Dataset items
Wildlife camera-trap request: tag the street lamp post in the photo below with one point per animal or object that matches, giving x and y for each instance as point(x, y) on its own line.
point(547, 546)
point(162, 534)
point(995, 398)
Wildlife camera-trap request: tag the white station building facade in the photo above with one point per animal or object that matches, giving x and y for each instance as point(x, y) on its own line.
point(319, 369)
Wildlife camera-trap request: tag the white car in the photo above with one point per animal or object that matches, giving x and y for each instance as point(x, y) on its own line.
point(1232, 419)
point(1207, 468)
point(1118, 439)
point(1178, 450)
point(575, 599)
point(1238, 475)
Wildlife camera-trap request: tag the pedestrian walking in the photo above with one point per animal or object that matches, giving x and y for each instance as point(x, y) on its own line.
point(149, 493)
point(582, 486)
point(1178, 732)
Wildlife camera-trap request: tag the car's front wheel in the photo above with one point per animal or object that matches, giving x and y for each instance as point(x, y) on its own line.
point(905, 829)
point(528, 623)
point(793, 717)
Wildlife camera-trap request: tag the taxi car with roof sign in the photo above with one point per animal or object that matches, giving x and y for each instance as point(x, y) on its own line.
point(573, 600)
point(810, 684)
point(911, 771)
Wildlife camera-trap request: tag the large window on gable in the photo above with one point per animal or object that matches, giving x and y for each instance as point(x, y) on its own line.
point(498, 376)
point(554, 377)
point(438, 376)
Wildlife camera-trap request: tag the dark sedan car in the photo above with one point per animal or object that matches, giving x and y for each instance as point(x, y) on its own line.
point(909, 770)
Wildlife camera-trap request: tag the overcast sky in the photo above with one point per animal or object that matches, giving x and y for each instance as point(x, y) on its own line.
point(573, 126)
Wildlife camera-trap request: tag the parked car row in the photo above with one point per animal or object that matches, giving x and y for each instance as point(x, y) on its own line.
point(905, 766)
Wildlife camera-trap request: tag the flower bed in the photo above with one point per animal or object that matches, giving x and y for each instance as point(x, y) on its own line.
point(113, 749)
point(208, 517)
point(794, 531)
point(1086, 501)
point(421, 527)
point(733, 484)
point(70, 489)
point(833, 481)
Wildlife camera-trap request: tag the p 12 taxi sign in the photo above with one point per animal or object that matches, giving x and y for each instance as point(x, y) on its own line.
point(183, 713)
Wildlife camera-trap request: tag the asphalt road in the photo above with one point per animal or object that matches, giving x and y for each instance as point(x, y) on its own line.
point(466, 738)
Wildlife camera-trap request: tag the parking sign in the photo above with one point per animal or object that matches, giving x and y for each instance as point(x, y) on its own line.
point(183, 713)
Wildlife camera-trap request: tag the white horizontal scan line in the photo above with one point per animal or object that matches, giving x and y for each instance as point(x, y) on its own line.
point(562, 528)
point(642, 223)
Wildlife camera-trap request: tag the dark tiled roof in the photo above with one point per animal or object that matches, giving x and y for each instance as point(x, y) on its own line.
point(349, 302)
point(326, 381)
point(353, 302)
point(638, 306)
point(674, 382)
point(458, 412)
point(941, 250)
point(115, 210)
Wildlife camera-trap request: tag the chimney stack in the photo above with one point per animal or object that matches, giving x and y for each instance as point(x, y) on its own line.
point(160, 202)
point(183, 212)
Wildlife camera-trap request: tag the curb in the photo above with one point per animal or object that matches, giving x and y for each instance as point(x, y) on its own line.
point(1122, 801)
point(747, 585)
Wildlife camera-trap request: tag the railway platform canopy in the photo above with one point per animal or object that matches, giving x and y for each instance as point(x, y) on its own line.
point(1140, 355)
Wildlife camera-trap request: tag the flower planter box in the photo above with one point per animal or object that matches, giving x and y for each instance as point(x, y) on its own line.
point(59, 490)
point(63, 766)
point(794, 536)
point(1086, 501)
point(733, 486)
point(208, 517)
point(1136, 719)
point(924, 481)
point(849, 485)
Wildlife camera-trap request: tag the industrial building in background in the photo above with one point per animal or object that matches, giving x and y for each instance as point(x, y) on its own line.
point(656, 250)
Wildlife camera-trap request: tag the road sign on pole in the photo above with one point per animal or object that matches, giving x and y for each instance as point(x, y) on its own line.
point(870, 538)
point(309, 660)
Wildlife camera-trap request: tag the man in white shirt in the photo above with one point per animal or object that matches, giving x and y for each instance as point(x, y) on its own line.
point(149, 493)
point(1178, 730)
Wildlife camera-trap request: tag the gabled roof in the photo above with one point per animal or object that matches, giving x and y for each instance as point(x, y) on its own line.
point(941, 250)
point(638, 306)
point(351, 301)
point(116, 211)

EXERCISE DETAILS
Can you copy out the data above, from its first line through the line containing "point(909, 770)" with both ends included, and offset every answer coordinate by adding 121? Leave all other text on those lines unchanged.

OUTPUT BELOW
Wildlife camera-trap request: tag the street lamp post in the photo below with one point per animal or object that matches, giving x and y for each instance as point(x, y) on its own line.
point(668, 667)
point(283, 655)
point(1116, 519)
Wildlife camera-trap request: tag the white station building facade in the photo above with one point per animal or object that matches, giving x and y for each instance as point(x, y) on its own line.
point(440, 490)
Wildlife camera-trap request: tag the white car in the photo above with one point per animal or object that matches, giving x and y for each instance as point(x, y) on its own line.
point(1353, 540)
point(1328, 589)
point(1239, 560)
point(1299, 571)
point(696, 720)
point(1359, 596)
Wildlife camera-trap request: tag the pedestrian walking in the photo above with one point per animal or object that matches, giving x and y for each instance as point(x, y) on its own line.
point(270, 614)
point(703, 607)
point(1299, 853)
Wildlife camera-trap request: tag the car's front wheel in the photo above with one point per animal or object that matches, giving x and y for each instance as point(x, y) on its own line.
point(1026, 950)
point(649, 744)
point(914, 838)
Wildlife camera-trap request: tag the taxi car with roof sign in the photo above with one point per animal or object that matches, giving x and y for each instance as point(x, y) on its own line.
point(694, 721)
point(931, 805)
point(1032, 892)
Wildlife camera-trap request: tag the large window on gable in the photo above with one point per animal or object that matches, giving x and y for each instance as point(x, y) on its own line.
point(619, 497)
point(675, 498)
point(559, 497)
Wildlife camera-trap request: tag the dark sedan car in the photo above with one point per animal or object that matches, giving x and y for each instance as point(x, y) on its own line.
point(1030, 891)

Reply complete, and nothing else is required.